Return only that part of the material below which starts with the line containing "of the girl's" and goes on through the line containing "the man with", restated exactly.

== Segment start ==

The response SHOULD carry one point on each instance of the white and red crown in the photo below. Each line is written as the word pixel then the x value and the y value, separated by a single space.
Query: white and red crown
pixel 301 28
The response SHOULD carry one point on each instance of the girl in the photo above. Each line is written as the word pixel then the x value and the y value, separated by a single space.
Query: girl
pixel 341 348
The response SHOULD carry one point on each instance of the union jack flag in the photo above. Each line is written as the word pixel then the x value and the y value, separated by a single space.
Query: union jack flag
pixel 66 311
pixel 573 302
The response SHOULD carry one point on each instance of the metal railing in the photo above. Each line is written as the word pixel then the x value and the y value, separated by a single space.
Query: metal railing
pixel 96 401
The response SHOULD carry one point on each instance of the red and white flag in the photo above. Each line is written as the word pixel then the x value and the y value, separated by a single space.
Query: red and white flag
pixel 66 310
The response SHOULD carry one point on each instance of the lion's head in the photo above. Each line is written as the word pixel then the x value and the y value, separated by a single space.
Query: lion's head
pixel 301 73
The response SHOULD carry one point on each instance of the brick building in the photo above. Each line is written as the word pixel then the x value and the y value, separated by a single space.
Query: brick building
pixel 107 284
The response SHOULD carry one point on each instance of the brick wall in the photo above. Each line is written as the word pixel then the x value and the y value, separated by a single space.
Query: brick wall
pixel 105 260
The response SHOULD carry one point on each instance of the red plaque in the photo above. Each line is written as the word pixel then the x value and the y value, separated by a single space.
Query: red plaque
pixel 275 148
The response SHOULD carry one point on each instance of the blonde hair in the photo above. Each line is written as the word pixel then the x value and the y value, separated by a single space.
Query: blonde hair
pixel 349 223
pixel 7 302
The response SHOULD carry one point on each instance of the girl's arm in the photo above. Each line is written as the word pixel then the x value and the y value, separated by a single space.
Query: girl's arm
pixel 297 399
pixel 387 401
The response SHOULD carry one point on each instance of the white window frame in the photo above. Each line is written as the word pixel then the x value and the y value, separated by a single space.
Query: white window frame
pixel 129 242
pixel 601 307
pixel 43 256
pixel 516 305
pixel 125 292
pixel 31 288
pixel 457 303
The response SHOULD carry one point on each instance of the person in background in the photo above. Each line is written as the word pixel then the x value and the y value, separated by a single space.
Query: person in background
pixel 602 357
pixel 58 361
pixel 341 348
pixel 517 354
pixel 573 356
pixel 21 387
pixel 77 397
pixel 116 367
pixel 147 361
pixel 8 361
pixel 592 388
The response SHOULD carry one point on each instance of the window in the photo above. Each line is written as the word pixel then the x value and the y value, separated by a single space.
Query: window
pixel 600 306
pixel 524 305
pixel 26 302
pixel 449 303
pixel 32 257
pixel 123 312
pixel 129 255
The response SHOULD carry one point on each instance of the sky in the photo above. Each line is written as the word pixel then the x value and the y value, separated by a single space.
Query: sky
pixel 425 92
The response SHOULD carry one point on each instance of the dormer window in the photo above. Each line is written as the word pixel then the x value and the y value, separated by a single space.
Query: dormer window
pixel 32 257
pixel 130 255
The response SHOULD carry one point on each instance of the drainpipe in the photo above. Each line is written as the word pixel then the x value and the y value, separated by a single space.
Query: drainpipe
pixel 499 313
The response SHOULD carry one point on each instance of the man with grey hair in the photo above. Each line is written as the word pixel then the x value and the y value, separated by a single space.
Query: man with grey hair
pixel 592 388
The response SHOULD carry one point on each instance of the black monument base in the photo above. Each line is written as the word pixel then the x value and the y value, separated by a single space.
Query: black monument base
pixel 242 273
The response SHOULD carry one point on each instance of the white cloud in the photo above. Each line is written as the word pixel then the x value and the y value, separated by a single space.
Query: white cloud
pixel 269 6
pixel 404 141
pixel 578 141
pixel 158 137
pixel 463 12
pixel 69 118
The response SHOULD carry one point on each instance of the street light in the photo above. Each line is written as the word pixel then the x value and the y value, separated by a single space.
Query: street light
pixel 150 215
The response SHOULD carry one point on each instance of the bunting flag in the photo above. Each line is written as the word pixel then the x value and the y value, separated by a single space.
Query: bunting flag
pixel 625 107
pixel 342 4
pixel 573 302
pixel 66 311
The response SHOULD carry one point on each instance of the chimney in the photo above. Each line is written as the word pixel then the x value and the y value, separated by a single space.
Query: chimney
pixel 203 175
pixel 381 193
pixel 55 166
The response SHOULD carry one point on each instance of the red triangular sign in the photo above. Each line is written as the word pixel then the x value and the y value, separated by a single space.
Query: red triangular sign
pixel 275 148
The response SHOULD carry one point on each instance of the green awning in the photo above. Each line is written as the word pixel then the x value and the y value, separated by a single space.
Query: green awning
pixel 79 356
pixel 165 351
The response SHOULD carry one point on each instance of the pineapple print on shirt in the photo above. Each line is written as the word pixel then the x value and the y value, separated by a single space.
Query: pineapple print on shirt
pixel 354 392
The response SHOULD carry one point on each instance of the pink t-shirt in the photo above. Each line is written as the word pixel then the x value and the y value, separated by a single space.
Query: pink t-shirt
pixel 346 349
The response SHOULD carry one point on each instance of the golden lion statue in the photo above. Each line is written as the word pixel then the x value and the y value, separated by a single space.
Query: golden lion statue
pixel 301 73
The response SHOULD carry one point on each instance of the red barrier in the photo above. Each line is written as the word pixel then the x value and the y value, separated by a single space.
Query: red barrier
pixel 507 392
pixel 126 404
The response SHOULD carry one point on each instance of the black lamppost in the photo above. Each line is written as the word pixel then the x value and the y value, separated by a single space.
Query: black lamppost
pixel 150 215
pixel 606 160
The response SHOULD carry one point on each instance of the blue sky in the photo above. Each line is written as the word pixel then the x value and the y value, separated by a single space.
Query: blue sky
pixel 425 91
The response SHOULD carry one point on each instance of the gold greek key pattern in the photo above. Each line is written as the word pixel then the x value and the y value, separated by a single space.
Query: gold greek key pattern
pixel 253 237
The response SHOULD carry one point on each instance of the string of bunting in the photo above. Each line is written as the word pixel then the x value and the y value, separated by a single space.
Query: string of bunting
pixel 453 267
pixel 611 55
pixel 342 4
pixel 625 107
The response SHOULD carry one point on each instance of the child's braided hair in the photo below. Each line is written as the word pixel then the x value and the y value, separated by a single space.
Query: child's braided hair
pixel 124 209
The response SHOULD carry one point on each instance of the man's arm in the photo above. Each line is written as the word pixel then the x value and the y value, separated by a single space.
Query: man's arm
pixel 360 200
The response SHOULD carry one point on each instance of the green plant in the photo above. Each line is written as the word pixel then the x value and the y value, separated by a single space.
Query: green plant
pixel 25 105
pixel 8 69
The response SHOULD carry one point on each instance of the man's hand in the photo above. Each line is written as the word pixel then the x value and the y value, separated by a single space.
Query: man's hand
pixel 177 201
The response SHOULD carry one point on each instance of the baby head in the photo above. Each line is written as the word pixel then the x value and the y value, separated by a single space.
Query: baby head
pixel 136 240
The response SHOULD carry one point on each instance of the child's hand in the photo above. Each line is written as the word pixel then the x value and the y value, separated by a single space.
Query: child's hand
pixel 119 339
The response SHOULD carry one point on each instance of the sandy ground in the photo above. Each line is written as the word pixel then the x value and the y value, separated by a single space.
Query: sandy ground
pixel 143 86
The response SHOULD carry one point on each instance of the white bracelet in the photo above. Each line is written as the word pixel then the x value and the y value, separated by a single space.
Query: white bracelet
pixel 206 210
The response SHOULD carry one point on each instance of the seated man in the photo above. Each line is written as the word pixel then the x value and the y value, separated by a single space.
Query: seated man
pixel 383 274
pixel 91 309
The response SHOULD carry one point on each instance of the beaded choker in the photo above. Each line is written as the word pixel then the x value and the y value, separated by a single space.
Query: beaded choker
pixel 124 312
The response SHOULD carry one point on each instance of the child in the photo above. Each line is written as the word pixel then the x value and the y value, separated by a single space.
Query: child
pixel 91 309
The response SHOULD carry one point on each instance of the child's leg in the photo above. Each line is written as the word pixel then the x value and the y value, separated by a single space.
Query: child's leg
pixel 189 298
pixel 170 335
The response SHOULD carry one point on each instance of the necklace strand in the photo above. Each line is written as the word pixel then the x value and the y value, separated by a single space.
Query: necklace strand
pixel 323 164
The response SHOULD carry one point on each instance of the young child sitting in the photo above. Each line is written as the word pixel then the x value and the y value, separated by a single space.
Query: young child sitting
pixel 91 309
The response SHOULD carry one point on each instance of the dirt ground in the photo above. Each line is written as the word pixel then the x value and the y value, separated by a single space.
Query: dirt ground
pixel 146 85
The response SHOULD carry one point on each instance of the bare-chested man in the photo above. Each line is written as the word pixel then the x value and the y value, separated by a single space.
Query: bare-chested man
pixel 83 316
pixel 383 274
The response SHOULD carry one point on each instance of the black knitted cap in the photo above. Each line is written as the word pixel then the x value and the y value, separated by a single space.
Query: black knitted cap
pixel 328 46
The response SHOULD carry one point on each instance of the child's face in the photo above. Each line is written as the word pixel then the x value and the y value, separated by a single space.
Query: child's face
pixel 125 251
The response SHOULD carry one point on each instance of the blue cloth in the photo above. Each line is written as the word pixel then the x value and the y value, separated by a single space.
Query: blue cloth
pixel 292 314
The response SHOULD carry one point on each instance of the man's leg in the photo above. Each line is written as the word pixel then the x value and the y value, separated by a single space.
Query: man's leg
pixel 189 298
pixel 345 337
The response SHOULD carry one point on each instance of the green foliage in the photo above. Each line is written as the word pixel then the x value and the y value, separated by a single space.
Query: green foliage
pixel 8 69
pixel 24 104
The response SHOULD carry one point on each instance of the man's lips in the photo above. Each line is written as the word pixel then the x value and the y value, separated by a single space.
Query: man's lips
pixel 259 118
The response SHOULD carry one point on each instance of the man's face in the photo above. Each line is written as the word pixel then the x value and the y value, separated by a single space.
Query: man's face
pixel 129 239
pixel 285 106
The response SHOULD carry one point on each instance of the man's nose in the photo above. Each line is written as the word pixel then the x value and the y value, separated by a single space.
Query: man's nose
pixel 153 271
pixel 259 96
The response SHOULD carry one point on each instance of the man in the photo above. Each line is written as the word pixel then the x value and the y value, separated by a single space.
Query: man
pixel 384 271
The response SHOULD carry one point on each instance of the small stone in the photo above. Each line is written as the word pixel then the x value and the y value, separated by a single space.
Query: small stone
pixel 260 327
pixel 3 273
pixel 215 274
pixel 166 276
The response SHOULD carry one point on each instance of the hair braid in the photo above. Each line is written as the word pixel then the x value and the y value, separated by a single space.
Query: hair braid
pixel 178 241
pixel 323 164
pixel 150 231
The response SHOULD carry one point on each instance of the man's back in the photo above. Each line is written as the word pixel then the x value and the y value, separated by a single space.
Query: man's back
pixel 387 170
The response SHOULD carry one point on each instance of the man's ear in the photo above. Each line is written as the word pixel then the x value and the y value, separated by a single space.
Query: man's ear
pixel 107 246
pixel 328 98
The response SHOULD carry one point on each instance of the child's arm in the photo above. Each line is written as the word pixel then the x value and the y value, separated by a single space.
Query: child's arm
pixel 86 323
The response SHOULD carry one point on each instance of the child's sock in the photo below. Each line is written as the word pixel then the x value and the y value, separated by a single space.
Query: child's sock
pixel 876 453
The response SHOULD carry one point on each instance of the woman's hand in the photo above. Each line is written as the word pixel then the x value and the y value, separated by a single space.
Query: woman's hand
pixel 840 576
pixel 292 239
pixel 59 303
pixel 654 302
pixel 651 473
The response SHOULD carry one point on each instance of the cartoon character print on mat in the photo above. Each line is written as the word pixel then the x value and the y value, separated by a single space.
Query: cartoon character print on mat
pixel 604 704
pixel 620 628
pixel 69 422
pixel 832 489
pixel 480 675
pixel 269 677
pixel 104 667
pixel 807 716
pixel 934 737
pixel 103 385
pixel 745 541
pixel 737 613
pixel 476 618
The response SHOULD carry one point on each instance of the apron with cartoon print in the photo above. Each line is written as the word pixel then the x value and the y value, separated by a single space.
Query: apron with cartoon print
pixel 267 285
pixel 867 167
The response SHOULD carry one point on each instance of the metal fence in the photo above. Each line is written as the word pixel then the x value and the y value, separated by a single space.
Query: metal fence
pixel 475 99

== Segment end ==

> Task output
The response SHOULD carry one point on each instance of the girl's arm in the photo above. Each line is written as the word pixel then the x value and the y value, separated by a single space.
Query: girl's arm
pixel 297 399
pixel 387 401
The response SHOULD carry one point on each instance of the white window frame in the photo above. Each line is written as the word pixel then the x value and the y value, separated by a single space.
Query: white window frame
pixel 129 242
pixel 601 307
pixel 43 256
pixel 516 305
pixel 125 292
pixel 31 288
pixel 457 303
The response SHOULD carry one point on each instance of the person in background in the photo above. Each line is written as the word pixel then the x value and the y value, separated by a single space.
Query: person in background
pixel 602 357
pixel 58 361
pixel 341 348
pixel 517 354
pixel 573 356
pixel 21 387
pixel 77 397
pixel 116 367
pixel 147 361
pixel 8 361
pixel 592 388
The response SHOULD carry one point on each instance of the window in the photo above. Each line is written as the word pixel then the x value and the y value, separated by a single space.
Query: window
pixel 600 306
pixel 524 305
pixel 26 302
pixel 449 303
pixel 32 257
pixel 123 312
pixel 129 255
The response SHOULD carry one point on each instance of the sky in the photo above. Each line is written as the word pixel then the x value and the y value, separated by a single space.
Query: sky
pixel 425 92
The response SHOULD carry one point on each instance of the dormer window in the photo above. Each line is written as the word pixel then the x value and the y value, separated by a single space.
Query: dormer window
pixel 32 257
pixel 130 255
The response SHOULD carry one point on each instance of the drainpipe in the photo above. Each line is written as the word pixel then the x value and the y value, separated by a single space.
Query: drainpipe
pixel 499 313
The response SHOULD carry one point on each instance of the man with grey hair in the photo above. Each line is written as the word pixel then the x value and the y value, separated by a single space.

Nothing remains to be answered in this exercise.